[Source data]

=====

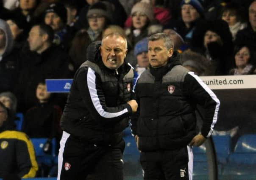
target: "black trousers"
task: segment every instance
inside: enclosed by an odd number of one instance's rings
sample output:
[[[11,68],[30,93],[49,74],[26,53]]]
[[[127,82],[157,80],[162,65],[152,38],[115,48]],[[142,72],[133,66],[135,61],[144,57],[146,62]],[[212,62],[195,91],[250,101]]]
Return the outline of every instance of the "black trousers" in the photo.
[[[122,180],[122,139],[115,145],[89,144],[64,132],[58,180]]]
[[[145,180],[191,180],[193,154],[190,147],[173,150],[142,152]]]

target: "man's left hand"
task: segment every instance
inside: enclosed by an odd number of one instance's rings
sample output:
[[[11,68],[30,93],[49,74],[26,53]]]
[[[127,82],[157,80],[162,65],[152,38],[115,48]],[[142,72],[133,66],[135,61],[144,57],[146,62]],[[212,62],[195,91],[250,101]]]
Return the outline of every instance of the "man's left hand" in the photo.
[[[198,134],[195,136],[189,143],[190,146],[200,146],[203,144],[206,140],[203,135]]]

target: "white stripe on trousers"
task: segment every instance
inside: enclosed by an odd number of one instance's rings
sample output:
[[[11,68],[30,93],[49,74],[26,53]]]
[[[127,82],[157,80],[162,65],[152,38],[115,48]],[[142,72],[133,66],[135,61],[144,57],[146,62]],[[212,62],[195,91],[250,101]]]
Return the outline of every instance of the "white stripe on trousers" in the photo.
[[[62,168],[62,164],[63,163],[63,152],[66,142],[70,134],[67,132],[64,131],[62,134],[61,140],[60,142],[60,148],[58,150],[58,177],[57,180],[61,179],[61,173]]]
[[[189,179],[189,180],[192,180],[193,179],[193,163],[194,161],[194,155],[193,155],[193,151],[191,147],[187,145],[187,148],[189,155],[189,162],[188,163]]]

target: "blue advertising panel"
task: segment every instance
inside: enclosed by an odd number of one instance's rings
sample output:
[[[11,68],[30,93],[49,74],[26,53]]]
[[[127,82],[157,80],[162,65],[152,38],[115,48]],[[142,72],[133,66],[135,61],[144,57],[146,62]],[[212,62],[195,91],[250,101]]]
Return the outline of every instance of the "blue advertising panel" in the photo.
[[[69,92],[72,79],[58,79],[45,80],[47,91],[49,92]]]

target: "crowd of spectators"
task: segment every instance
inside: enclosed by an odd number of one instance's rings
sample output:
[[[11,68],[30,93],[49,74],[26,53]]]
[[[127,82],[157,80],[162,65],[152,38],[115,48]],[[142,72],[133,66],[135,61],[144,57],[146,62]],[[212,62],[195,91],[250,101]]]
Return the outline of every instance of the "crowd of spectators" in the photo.
[[[147,38],[159,32],[198,75],[256,74],[255,0],[0,0],[6,128],[21,112],[30,137],[59,139],[67,94],[48,94],[45,80],[73,78],[89,45],[113,32],[127,37],[136,75],[150,66]]]

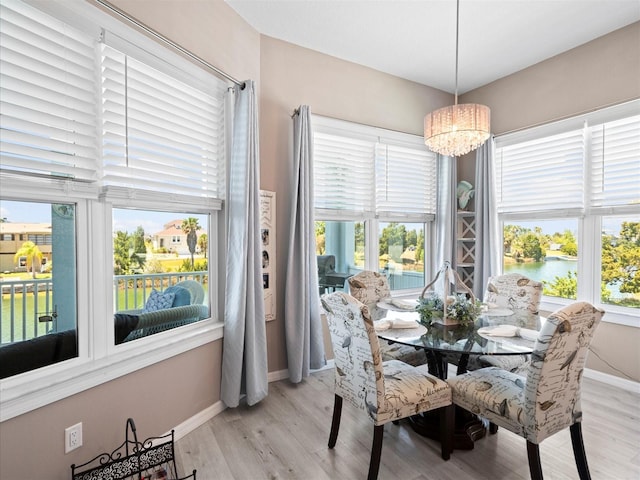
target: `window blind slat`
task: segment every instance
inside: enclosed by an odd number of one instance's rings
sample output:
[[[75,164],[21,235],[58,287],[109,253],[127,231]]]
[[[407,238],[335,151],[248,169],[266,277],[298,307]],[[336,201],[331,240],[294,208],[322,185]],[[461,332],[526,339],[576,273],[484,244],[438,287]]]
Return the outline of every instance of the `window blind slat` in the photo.
[[[557,135],[533,129],[533,140],[523,132],[516,134],[520,142],[503,138],[496,149],[498,212],[579,215],[640,205],[640,115],[631,110],[623,106],[618,119],[596,112],[600,123],[591,126],[585,115],[581,129]]]
[[[640,204],[640,115],[590,131],[591,208]]]
[[[224,82],[204,92],[107,45],[102,66],[105,185],[223,198]]]
[[[582,130],[498,148],[498,212],[584,209],[583,156]]]
[[[421,138],[321,117],[313,128],[317,212],[433,218],[435,156]]]
[[[95,181],[95,39],[22,2],[0,8],[2,166]]]

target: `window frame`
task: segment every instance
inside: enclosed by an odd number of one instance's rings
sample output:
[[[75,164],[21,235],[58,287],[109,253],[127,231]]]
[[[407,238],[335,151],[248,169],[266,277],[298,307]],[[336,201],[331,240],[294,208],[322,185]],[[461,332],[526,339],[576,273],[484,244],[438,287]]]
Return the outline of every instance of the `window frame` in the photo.
[[[25,0],[25,3],[44,11],[82,31],[99,33],[95,24],[104,26],[129,42],[173,64],[179,58],[164,46],[136,32],[121,21],[100,11],[87,2],[66,3]],[[188,60],[181,59],[183,62]],[[172,68],[176,68],[173,65]],[[199,68],[199,67],[196,67]],[[208,75],[212,75],[209,74]],[[213,76],[213,75],[212,75]],[[228,135],[228,134],[227,134]],[[226,169],[225,158],[223,161]],[[223,172],[224,176],[224,172]],[[197,211],[209,215],[209,309],[207,319],[160,332],[120,345],[114,343],[113,320],[113,243],[112,207],[158,209],[153,195],[109,195],[118,189],[108,188],[100,194],[97,183],[74,182],[60,178],[41,178],[19,174],[0,175],[2,197],[14,201],[40,201],[76,204],[76,265],[77,265],[77,341],[78,356],[0,380],[0,422],[33,409],[64,399],[70,395],[107,383],[136,370],[154,365],[223,337],[222,298],[224,274],[225,212],[223,199],[197,197],[187,204],[178,200],[173,208]],[[130,193],[130,192],[129,192]],[[224,189],[222,190],[224,195]],[[135,197],[135,196],[134,196]],[[175,205],[162,205],[170,211]],[[179,196],[178,196],[179,197]],[[165,198],[166,195],[165,195]],[[194,206],[195,203],[195,206]],[[189,205],[189,206],[186,206]],[[96,252],[99,252],[96,254]]]
[[[496,152],[500,147],[524,143],[535,139],[543,139],[553,135],[566,133],[571,130],[580,130],[584,132],[584,151],[583,151],[583,174],[584,174],[584,207],[582,209],[548,209],[540,211],[503,211],[498,213],[498,221],[500,228],[500,242],[503,245],[504,226],[509,222],[518,221],[541,221],[550,219],[572,218],[578,222],[578,231],[576,240],[579,245],[578,252],[578,292],[577,299],[588,301],[594,305],[603,308],[607,315],[603,317],[606,322],[620,324],[631,327],[640,327],[640,309],[632,309],[619,307],[612,304],[601,302],[600,283],[601,283],[601,267],[602,267],[602,235],[601,226],[604,217],[608,216],[624,216],[624,215],[640,215],[640,204],[637,205],[620,205],[610,207],[591,208],[589,178],[592,168],[590,129],[593,125],[612,122],[627,117],[638,115],[640,112],[640,100],[626,102],[624,104],[613,107],[604,108],[585,115],[580,115],[559,122],[554,122],[531,129],[526,129],[514,133],[508,133],[496,136]],[[497,157],[496,157],[497,161]],[[500,251],[503,254],[503,250]],[[593,259],[593,260],[590,260]],[[501,262],[500,269],[503,265]],[[563,299],[558,297],[550,297],[543,295],[540,304],[541,310],[555,311],[562,308],[575,300]]]

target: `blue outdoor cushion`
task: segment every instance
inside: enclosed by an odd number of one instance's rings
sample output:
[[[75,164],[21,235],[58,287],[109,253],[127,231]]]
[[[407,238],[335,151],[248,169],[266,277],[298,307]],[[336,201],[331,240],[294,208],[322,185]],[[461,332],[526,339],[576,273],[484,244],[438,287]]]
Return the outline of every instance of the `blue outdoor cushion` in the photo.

=====

- **Problem requirements**: Rewrite all of the records above, replacing "segment every instance" with "trace each instance" wherever it occurs and changing nothing else. Omit the pictures from your answer.

- **The result**:
target: "black trousers"
task: trace each instance
inside: enclosed by an odd number of one instance's rings
sample output:
[[[11,68],[30,93],[49,74],[26,53]]]
[[[127,82],[157,80],[162,65],[152,38],[115,48]],[[142,72],[133,66],[135,61],[144,57],[146,62]],[[212,62],[195,91],[250,101]]]
Return the outline of every instance of the "black trousers" in the photo.
[[[122,180],[122,139],[115,145],[89,144],[64,132],[58,180]]]
[[[145,180],[191,180],[193,154],[190,147],[173,150],[142,152]]]

target: "man's left hand"
task: trace each instance
inside: enclosed by an odd number of one instance's rings
sample output:
[[[11,68],[30,93],[49,74],[26,53]]]
[[[127,82],[157,80],[162,65],[152,38],[115,48]],[[142,72],[133,66],[135,61],[144,57],[146,62]],[[212,62],[195,91],[250,101]]]
Return the outline of every instance of the "man's left hand" in the photo.
[[[198,134],[195,136],[189,143],[190,146],[200,146],[203,144],[206,140],[203,135]]]

target: "white stripe on trousers"
task: trace each instance
inside: enclosed by an odd number of one instance's rings
sample output:
[[[11,68],[30,93],[49,74],[26,53]]]
[[[127,82],[157,80],[162,65],[152,38],[115,48]],[[142,72],[133,66],[135,61],[144,57],[146,62]],[[212,62],[195,91],[250,101]]]
Return the outline of every instance of the "white stripe on trousers" in the photo.
[[[62,168],[62,164],[63,163],[63,152],[66,142],[70,134],[67,132],[64,131],[62,134],[61,140],[60,142],[60,148],[58,150],[58,177],[57,180],[61,179],[61,173]]]
[[[189,179],[189,180],[192,180],[193,179],[193,163],[194,161],[194,155],[193,155],[193,151],[191,147],[187,145],[187,148],[189,155],[189,162],[188,163]]]

target: "blue advertising panel"
task: trace each instance
inside: enclosed by an odd number of one instance's rings
sample output:
[[[11,68],[30,93],[49,74],[26,53]]]
[[[127,82],[157,80],[162,65],[152,38],[115,48]],[[142,72],[133,66],[135,61],[144,57],[146,62]],[[212,62],[195,91],[250,101]]]
Return the outline of every instance of the "blue advertising panel" in the photo.
[[[69,92],[72,79],[58,79],[45,80],[47,91],[49,92]]]

target: "crowd of spectators"
task: trace each instance
inside: enclosed by an odd number of one instance's rings
sample output:
[[[11,68],[30,93],[49,74],[26,53]]]
[[[127,82],[157,80],[162,65],[152,38],[115,48]],[[142,72],[133,66],[135,61],[144,57],[146,62]],[[212,62],[195,91],[250,101]]]
Return the outline of every instance of the "crowd of spectators" in the photo.
[[[147,38],[159,32],[198,75],[256,74],[255,0],[0,0],[6,128],[21,112],[30,137],[59,139],[67,94],[48,94],[45,80],[73,78],[89,45],[113,32],[127,37],[136,75],[150,66]]]

target: `window blind slat`
task: trace each instance
inside: enclosed by an odd number of one instance's rings
sample output:
[[[75,164],[21,235],[58,287],[109,253],[127,231]]]
[[[407,238],[335,151],[248,169],[266,277],[298,307]],[[336,201],[331,240],[294,208],[322,185]],[[461,332],[526,339],[576,273],[484,244],[438,287]]]
Return the outline of every instance of the `window blind slat` in the photo.
[[[557,135],[533,129],[533,140],[523,132],[516,134],[520,142],[503,138],[496,149],[498,212],[579,215],[640,205],[640,115],[631,110],[623,106],[618,119],[596,112],[600,123],[591,126],[585,115],[581,129]]]
[[[640,204],[640,115],[590,131],[591,208]]]
[[[224,82],[204,92],[107,45],[102,66],[105,185],[223,198]]]
[[[582,130],[498,148],[498,212],[584,209],[583,156]]]
[[[421,138],[321,117],[313,128],[317,212],[433,218],[435,156]]]
[[[95,181],[95,39],[22,2],[0,8],[2,166]]]

target: `window frame`
task: trace each instance
inside: enclosed by an odd number of one instance's rings
sample output:
[[[75,164],[21,235],[58,287],[109,253],[127,231]]]
[[[407,238],[335,151],[248,169],[266,277],[298,307]],[[336,201],[331,240],[294,208],[322,185]],[[461,332],[526,339],[576,273],[484,244],[438,287]]]
Return the outline of every instance of the `window frame` in the photo.
[[[25,0],[25,3],[44,11],[82,31],[99,33],[95,24],[104,26],[129,42],[173,64],[179,58],[164,46],[136,32],[121,21],[100,11],[87,2],[66,3]],[[188,60],[181,59],[183,62]],[[172,68],[176,68],[173,65]],[[199,68],[199,67],[196,67]],[[208,75],[212,75],[209,74]],[[213,76],[213,75],[212,75]],[[228,135],[228,134],[227,134]],[[226,169],[225,158],[223,161]],[[223,172],[224,176],[224,172]],[[197,211],[209,215],[209,309],[207,319],[160,332],[120,345],[114,343],[113,320],[113,243],[112,207],[158,209],[153,195],[109,195],[118,189],[108,188],[100,194],[97,183],[74,182],[60,178],[41,178],[19,174],[0,175],[2,197],[14,201],[40,201],[76,204],[76,265],[77,265],[77,341],[78,356],[0,380],[0,422],[33,409],[64,399],[70,395],[107,383],[136,370],[154,365],[223,337],[222,298],[224,274],[225,212],[223,199],[197,197],[187,204],[178,200],[173,208]],[[130,193],[130,192],[129,192]],[[224,189],[222,190],[224,195]],[[135,197],[135,196],[134,196]],[[175,205],[162,205],[170,211]],[[179,196],[178,196],[179,197]],[[165,198],[166,195],[165,195]],[[194,206],[195,203],[195,206]],[[189,205],[189,206],[186,206]],[[96,252],[99,252],[96,254]]]
[[[496,152],[500,147],[524,143],[535,139],[543,139],[553,135],[566,133],[571,130],[580,130],[584,132],[584,151],[583,151],[583,174],[584,174],[584,207],[582,209],[548,209],[540,211],[503,211],[498,213],[498,221],[500,228],[500,242],[503,245],[504,226],[509,222],[518,221],[541,221],[550,219],[572,218],[578,222],[578,231],[576,240],[579,245],[578,252],[578,292],[577,299],[588,301],[594,305],[603,308],[607,315],[603,317],[606,322],[620,324],[631,327],[640,327],[640,309],[632,309],[619,307],[612,304],[601,302],[600,283],[601,283],[601,267],[602,267],[602,235],[601,226],[604,217],[608,216],[624,216],[624,215],[640,215],[640,204],[637,205],[620,205],[610,207],[591,208],[589,178],[592,168],[590,129],[593,125],[612,122],[627,117],[638,115],[640,112],[640,100],[626,102],[624,104],[613,107],[604,108],[585,115],[580,115],[559,122],[554,122],[531,129],[526,129],[514,133],[508,133],[496,136]],[[497,157],[496,157],[497,161]],[[500,251],[503,254],[503,250]],[[593,259],[593,260],[590,260]],[[501,262],[500,269],[503,265]],[[563,299],[558,297],[550,297],[543,295],[540,304],[541,310],[555,311],[562,308],[575,300]]]

target: `blue outdoor cushion`
task: trace each instance
inside: enclosed by an odd number of one instance's rings
sample output:
[[[75,164],[21,235],[58,287],[109,253],[127,231]]]
[[[407,238],[335,151],[248,169],[266,277],[298,307]],[[336,201],[331,240],[294,208],[322,185]],[[461,332],[526,339],[576,273],[484,244],[438,287]]]
Return the outline of every instance of the `blue outdoor cushion` in the photo.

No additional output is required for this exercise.